- _Exercise objective_:
A verbatim copy of the lines starting at the one with "Target: player's outstretched arm" and ending at the last line below is required; include nothing else.
[Provided data Boundary: Start]
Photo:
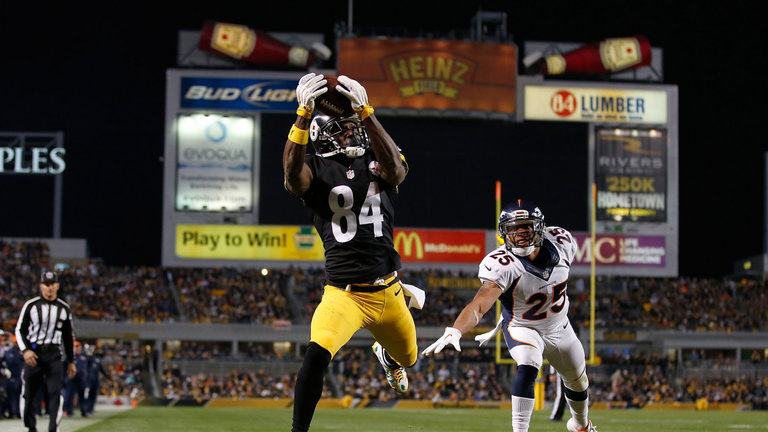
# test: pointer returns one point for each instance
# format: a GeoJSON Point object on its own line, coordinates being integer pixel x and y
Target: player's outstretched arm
{"type": "Point", "coordinates": [469, 317]}
{"type": "Point", "coordinates": [387, 153]}
{"type": "Point", "coordinates": [297, 174]}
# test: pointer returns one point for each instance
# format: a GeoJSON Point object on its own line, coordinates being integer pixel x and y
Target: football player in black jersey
{"type": "Point", "coordinates": [351, 185]}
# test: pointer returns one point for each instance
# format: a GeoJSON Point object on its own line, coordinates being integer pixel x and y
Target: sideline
{"type": "Point", "coordinates": [68, 424]}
[Provided data Boundary: End]
- _Completed exercise_:
Target: player's outstretched arm
{"type": "Point", "coordinates": [469, 317]}
{"type": "Point", "coordinates": [387, 153]}
{"type": "Point", "coordinates": [297, 174]}
# test: pointer returns one point for each instance
# format: a GeoJSON Point object on its own line, coordinates being integer pixel x and y
Target: football player in black jersey
{"type": "Point", "coordinates": [351, 185]}
# test: pointer returns one point for each instance
# format: a GeoJSON Point object on its own line, coordinates being integer pixel x and y
Target: sideline
{"type": "Point", "coordinates": [68, 424]}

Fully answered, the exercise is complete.